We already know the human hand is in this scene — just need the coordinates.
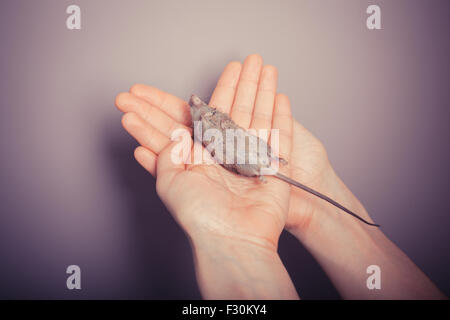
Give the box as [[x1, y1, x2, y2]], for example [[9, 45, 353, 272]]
[[116, 55, 298, 299], [116, 55, 292, 252]]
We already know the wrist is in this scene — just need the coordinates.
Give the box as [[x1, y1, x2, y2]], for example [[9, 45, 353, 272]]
[[190, 231, 298, 299]]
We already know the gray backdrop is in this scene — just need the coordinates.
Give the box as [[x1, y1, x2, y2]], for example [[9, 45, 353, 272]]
[[0, 0, 450, 298]]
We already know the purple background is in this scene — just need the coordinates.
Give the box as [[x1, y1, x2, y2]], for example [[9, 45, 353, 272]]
[[0, 0, 450, 299]]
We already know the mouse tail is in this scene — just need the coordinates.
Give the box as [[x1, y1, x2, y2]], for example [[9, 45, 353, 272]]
[[275, 173, 380, 227]]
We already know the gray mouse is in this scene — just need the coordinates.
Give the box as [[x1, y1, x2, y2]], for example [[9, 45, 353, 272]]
[[189, 95, 380, 227]]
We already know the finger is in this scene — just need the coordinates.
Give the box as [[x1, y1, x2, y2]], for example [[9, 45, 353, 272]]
[[156, 142, 190, 192], [231, 54, 263, 129], [134, 146, 158, 177], [271, 94, 292, 161], [130, 84, 191, 126], [250, 65, 278, 130], [209, 61, 241, 114], [122, 112, 170, 154], [116, 92, 191, 138]]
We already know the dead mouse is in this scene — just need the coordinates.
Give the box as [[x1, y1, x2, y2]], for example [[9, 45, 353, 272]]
[[189, 95, 380, 227]]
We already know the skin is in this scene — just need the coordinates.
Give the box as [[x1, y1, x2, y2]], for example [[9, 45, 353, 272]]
[[116, 55, 445, 299]]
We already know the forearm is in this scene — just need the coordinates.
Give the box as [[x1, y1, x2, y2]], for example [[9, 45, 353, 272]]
[[191, 232, 298, 299], [290, 170, 445, 299]]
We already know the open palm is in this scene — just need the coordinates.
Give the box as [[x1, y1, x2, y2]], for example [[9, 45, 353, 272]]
[[116, 55, 344, 246], [116, 55, 292, 248]]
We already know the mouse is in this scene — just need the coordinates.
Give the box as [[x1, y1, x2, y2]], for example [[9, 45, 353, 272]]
[[189, 95, 380, 227]]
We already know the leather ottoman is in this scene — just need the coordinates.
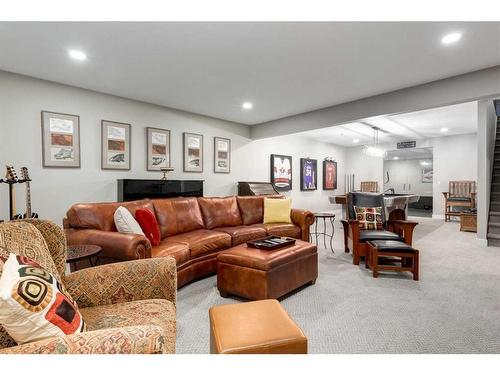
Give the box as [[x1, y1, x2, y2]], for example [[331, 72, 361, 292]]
[[208, 300, 307, 354], [217, 240, 318, 300]]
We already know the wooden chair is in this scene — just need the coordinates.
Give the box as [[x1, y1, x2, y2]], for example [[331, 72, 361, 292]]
[[443, 181, 476, 221], [341, 192, 418, 265], [361, 181, 378, 193]]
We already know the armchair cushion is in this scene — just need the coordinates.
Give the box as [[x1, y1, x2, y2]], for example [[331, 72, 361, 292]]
[[359, 230, 403, 242], [65, 257, 177, 308]]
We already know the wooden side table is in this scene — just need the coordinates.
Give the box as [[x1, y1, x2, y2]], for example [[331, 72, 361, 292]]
[[66, 245, 102, 272], [460, 212, 477, 233]]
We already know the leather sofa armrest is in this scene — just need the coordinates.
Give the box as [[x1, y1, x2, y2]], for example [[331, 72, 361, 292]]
[[64, 229, 151, 260], [290, 208, 315, 242], [0, 325, 168, 354], [387, 220, 418, 246]]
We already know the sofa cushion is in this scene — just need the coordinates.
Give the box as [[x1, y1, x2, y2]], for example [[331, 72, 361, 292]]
[[152, 198, 204, 239], [198, 197, 243, 229], [252, 223, 302, 239], [214, 225, 267, 246], [151, 239, 190, 265], [236, 196, 264, 225], [359, 230, 403, 242], [66, 199, 154, 232], [162, 229, 231, 258]]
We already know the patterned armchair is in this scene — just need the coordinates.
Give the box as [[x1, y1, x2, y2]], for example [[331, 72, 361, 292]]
[[0, 219, 177, 354]]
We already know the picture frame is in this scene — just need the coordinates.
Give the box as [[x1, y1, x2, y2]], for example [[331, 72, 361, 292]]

━━━━━━━━━━━━━━━━

EXERCISE BRIEF => Reproduce the stretch of material from its beginning through the line containing "[[0, 0, 450, 298]]", including the requests. In the answers, multiply every bounding-box coordinate by 0.75 and round to whole numbers, with halves rounded up. Keep the numbers in the requests and their format samples as they are, and leave the pictures out.

RESULT OF THE TASK =>
We already know the human hand is in this scene — just need the coordinates.
Give the box as [[x1, y1, x2, y2]], for example [[9, 45, 353, 272]]
[[87, 41, 224, 224], [87, 41, 219, 189]]
We already know the wrist is in this scene — just need the coordinates.
Give the box as [[x1, y1, x2, y2]], for example [[9, 45, 353, 272]]
[[143, 173, 224, 224]]
We already know the gray backdrop is in this scene — just need the coordinates.
Give the box as [[x1, y1, x2, y2]], for example [[9, 45, 353, 272]]
[[0, 0, 338, 224]]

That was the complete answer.